Task goal:
Write out the passage of the text on learning from mistakes below between "Learning from mistakes" and "learn from them.", inclusive.

Text:

● ● ●

Learning from mistakes
Back in high school I got in big trouble in my senior year. One night while feeling utterly dejected and disappointed with myself I remember one of my boarding house teachers telling me, basically, not to overdo it – everyone makes mistakes, the important thing is to learn from them.
Today in the Times I was reading this article1 on the failures of China’s early warning system to prevent outbreaks from spreading.
Starting on Jan. 3, Wuhan’s Health Commission set narrow criteria for confirming that a case was officially part of the outbreak, according to a copy of the diagnostic guide that was leaked to the Chinese media, possibly by a medical professional. The rules said patients could be counted if they had been to the market or had close contact with another patient who had. That excluded a growing number of likely cases with no clear link to the market. [emphasis mine]
While it’s interesting for sure to look at the failures that led this outbreak to spiraling out of control at the origin point, it’s weird how so many countries are failing to learn from China’s painful experience, or even their more immediate neighbors. Here in Germany for example we still follow the same narrow testing guidelines that are being criticized as failing during the early stages of the outbreak in China:
They base their decision on the recommendations of the Robert Koch Institute. According to these recommendations, symptoms such as fever, a sore throat and respiratory complaints, on their own, are not sufficient. The person must additionally have had contact with an infected person, or have spent time in a region in which the virus was proven to exist over large areas. 2
But almost all of Germany isn’t considered a high risk region3; and this when we have the fifth highest tally of cases in the world.

● ● ●

Source data:

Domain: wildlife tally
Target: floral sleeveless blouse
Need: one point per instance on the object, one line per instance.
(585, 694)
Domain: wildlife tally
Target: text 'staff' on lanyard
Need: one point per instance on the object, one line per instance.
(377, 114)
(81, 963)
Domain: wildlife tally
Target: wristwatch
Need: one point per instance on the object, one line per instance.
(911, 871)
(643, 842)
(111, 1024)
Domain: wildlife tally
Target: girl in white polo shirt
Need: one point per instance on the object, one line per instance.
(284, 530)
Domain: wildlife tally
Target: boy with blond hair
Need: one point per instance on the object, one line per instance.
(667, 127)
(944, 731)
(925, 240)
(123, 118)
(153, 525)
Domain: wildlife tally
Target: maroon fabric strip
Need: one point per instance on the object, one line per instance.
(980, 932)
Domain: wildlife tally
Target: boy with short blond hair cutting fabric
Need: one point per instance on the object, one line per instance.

● ● ●

Exercise response:
Learning from mistakes
Back in high school I got in big trouble in my senior year. One night while feeling utterly dejected and disappointed with myself I remember one of my boarding house teachers telling me, basically, not to overdo it – everyone makes mistakes, the important thing is to learn from them.